> **Natural language region descriptions**
----

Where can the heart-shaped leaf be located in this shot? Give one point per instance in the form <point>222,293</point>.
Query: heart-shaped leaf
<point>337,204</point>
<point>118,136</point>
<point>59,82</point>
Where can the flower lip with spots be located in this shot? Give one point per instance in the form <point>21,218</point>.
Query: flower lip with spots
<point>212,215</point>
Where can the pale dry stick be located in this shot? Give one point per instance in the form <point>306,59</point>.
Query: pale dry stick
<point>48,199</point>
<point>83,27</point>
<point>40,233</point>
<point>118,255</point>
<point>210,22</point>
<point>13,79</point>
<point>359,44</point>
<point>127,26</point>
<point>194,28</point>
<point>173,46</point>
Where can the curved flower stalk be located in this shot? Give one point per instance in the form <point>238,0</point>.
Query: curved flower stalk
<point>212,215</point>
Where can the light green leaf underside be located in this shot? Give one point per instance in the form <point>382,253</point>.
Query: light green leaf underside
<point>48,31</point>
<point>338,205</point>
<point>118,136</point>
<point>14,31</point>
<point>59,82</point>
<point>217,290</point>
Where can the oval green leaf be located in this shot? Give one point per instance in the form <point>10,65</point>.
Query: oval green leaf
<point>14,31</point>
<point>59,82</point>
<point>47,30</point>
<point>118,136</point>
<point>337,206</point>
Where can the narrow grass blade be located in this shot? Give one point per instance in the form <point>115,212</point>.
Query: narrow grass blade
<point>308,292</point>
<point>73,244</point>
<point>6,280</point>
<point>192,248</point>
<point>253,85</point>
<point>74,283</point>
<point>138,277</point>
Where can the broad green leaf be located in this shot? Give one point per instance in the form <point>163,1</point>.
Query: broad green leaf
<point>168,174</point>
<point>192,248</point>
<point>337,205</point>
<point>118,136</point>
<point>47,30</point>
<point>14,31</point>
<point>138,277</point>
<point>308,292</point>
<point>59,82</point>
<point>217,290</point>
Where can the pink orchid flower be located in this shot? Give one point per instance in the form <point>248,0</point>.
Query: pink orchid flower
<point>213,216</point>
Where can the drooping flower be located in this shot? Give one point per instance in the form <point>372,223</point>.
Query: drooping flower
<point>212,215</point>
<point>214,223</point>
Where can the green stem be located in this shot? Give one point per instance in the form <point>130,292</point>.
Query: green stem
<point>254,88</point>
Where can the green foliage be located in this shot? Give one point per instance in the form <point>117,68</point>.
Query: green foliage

----

> **Exercise instructions**
Each entry above should be repeated exactly, with no line left out.

> **Written answer**
Where can the heart-shaped leaf be located in this shot? Give one point per instance in the form <point>222,293</point>.
Query: heart-shaped leaf
<point>337,204</point>
<point>118,136</point>
<point>59,82</point>
Where can the flower lip with spots be located in this shot? Give one point per instance in the form <point>21,218</point>.
Query: flower lip with spots
<point>212,215</point>
Where can the pale dry stick be located in this shot? Give one point per instance in the form <point>306,59</point>.
Query: pale dry stick
<point>48,199</point>
<point>83,27</point>
<point>40,233</point>
<point>118,255</point>
<point>210,22</point>
<point>13,79</point>
<point>359,44</point>
<point>127,26</point>
<point>194,28</point>
<point>173,46</point>
Where can the curved flower stalk be located in this shot? Give one point per instance in the form <point>238,0</point>.
Query: curved flower stalk
<point>212,215</point>
Where can the light green leaf underside be located in this shot? Give one point per instance in the form <point>382,253</point>.
Query: light green leaf underside
<point>48,31</point>
<point>338,205</point>
<point>118,136</point>
<point>14,31</point>
<point>59,82</point>
<point>217,290</point>
Where can the oval green leaf be located in this shot? Give one point per instance in the form <point>10,65</point>.
Query: oval green leaf
<point>14,31</point>
<point>59,82</point>
<point>47,30</point>
<point>118,136</point>
<point>337,206</point>
Where can the narrow grass blade be located in this shot? Give one point per instance in the form <point>115,212</point>.
Query: narrow grass blade
<point>308,292</point>
<point>73,244</point>
<point>6,280</point>
<point>192,248</point>
<point>253,85</point>
<point>74,283</point>
<point>138,277</point>
Where can the broad green leaf be located in this shot? Give one point per instance in the form <point>163,1</point>.
Query: broad green leaf
<point>168,174</point>
<point>192,248</point>
<point>337,205</point>
<point>118,136</point>
<point>47,30</point>
<point>14,31</point>
<point>138,277</point>
<point>308,292</point>
<point>59,82</point>
<point>217,290</point>
Where can the pink orchid flower be located in this shot? Give one point per instance in the form <point>248,0</point>.
Query: pink orchid flower
<point>213,216</point>
Where can the drooping flower be located in this shot? Give one point per instance in the form <point>372,223</point>.
Query: drooping flower
<point>212,215</point>
<point>214,223</point>
Where can the green stem be located in this shot? Give one point per instance in the form <point>130,292</point>.
Query: green stem
<point>254,88</point>
Where can the green foliage be located in this shot? Give one point per instance in the form <point>117,68</point>.
Query: green foliage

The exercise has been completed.